# 作業目標
1 - 紫禁城についての提示文で、天の北極に近い順に挙げられている三つの天界の区画の名称は何か。
2 - レコードのうち、文字列「linen」を含む行をすべて選び出せ。大文字と小文字は区別すること。

紫禁城の由来とは?天帝が住む紫微垣との関係と紫禁城において禁じられていること
紫禁城(しきんじょう)とは、中国の北京にある明と清の時代における宮城(皇帝や天子の居城)のことを意味する名称であり、
紫禁城の構造は、南北961m、東西753mにわたる城郭の周囲が幅52mの堀と高さが12mにも及ぶ城壁によって取り囲まれるという壮大な規模をもった構造となっていて、
世界最大の木造建築群として世界遺産にも登録されている中国を代表する歴史建造物の一つであると考えられることになります。
今回は、こうした紫禁城という言葉自体の由来について考えていくなかで、
紫禁城という呼び名の内に含まれている「紫」とは具体的にどのようなもののこを意味していて、そこではいったい何が「禁」じられているのか?ということについて詳しく考えていきたいと思います。
古代中国の天文学における紫微垣と紫禁城との関係
まず、紫禁城と呼ばれているからといって、
それは、単純に、紫色が禁じられている、すなわち、紫色の服を着ることが禁じられているといった
日本の律令制などにおいて見られる官人や貴族の位階に応じて衣服の色が定められ、紫色などの自分の位階よりも上位の色の服の着用が禁じられるという禁色(きんじき)のことを意味しているわけではなく、
紫禁城の「紫」の由来は、
古代中国の天文学における天球上の区画にあたる紫微垣(しびえん)と呼ばれる一種の星座群にあたるようなものにその由来が求められることになると考えられることになります。
古代中国の天文学においては、夜空を見上げた時に眼前に広がる広大な天球の領域が、より天の北極(北半球における天頂)に近い順に紫微垣(しびえん)・太微垣(たいびえん)・天市垣(てんしえん)と呼ばれる三つの天界の区画へと区分けされることになるのですが、
このうち、
北極星を中心とする天球のなかでも最も高度の高い至高の領域を占めているのが紫微垣と呼ばれる天球の区画であると考えられることになります。

# 処理対象データ
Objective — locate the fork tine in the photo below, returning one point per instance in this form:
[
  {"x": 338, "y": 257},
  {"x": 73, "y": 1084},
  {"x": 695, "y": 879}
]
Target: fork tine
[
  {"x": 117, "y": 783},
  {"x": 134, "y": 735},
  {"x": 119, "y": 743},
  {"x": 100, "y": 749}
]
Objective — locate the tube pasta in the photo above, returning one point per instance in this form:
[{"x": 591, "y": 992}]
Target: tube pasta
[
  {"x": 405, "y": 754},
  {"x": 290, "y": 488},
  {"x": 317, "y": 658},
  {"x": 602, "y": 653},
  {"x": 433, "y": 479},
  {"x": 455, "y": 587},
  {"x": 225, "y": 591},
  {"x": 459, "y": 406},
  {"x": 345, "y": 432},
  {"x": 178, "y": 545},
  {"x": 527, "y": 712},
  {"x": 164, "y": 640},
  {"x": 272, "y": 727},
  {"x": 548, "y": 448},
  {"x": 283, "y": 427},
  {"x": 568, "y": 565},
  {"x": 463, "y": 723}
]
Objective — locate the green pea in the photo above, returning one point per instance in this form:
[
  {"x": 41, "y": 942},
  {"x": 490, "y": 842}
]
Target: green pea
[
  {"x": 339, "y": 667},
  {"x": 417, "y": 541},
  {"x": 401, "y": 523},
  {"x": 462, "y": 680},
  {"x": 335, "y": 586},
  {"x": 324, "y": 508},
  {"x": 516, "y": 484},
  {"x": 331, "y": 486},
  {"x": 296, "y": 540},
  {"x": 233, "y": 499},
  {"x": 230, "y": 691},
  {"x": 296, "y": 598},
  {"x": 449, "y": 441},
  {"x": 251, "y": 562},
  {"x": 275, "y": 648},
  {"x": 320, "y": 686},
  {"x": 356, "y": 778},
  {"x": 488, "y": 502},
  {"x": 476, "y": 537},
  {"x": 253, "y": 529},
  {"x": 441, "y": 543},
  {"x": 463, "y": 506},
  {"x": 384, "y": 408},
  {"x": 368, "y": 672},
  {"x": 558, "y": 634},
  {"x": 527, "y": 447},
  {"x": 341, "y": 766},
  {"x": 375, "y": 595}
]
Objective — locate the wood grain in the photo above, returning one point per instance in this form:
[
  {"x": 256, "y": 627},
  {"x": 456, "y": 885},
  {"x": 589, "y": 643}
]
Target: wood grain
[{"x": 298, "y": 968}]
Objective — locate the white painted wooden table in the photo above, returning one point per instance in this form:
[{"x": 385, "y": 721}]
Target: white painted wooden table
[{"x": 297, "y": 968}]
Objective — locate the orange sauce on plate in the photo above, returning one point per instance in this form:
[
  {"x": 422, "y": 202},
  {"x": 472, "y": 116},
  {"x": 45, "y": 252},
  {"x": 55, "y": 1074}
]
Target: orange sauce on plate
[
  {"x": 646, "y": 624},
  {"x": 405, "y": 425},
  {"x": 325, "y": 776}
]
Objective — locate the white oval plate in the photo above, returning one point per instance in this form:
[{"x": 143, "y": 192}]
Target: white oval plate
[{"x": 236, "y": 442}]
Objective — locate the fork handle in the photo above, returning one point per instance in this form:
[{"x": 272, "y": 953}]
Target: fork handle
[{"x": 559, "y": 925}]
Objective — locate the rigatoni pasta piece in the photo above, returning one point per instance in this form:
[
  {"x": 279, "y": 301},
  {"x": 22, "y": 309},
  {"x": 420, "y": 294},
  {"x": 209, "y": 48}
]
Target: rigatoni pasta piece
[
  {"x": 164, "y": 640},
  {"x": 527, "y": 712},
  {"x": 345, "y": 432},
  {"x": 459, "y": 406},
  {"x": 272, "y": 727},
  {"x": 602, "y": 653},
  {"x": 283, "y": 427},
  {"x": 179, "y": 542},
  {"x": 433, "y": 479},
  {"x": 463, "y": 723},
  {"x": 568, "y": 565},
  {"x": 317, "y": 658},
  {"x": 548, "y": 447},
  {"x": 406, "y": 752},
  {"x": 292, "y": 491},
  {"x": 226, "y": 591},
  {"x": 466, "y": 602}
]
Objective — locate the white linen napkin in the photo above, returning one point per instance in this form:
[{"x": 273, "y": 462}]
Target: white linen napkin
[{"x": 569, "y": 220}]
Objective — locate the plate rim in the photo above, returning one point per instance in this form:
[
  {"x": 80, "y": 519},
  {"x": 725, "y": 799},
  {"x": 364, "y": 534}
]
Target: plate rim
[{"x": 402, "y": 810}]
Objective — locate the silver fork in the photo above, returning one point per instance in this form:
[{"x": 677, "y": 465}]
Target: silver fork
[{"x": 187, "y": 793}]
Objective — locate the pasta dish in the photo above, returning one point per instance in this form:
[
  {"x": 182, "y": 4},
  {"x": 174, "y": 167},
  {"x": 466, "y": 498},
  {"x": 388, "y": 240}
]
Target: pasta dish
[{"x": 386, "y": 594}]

# 実行結果
1 - 紫微垣・太微垣・天市垣

2 -
Objective — locate the white linen napkin in the photo above, returning one point per instance in this form:
Target: white linen napkin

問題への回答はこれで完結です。